DATA FOR THIS EXERCISE

————

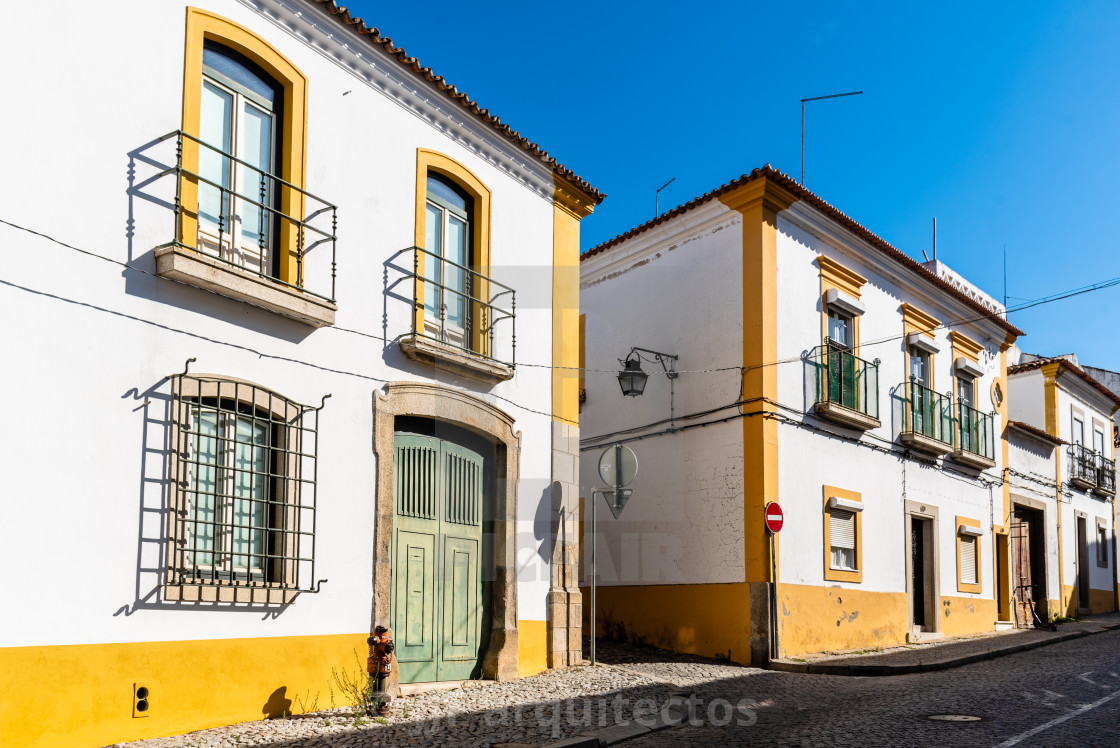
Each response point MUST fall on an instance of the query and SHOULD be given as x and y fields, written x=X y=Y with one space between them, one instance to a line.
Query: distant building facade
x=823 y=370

————

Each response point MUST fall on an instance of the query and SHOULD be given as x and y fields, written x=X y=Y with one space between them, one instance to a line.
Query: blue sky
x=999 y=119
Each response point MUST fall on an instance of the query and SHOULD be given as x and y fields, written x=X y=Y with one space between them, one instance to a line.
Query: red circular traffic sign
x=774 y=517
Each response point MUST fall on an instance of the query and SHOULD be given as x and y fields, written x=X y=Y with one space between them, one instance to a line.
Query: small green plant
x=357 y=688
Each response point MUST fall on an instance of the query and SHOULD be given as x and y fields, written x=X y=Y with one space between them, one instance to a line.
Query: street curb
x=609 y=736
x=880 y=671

————

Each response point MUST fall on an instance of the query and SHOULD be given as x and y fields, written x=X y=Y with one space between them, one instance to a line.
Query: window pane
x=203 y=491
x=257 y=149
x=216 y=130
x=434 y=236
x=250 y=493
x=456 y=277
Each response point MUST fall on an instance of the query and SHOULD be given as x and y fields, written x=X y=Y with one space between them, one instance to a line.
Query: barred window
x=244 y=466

————

TASK PROMPT
Pick out and copy each line of the listing above that contains the word "window". Case counts.

SOLUTION TO THIS TASK
Query: window pane
Query: barred window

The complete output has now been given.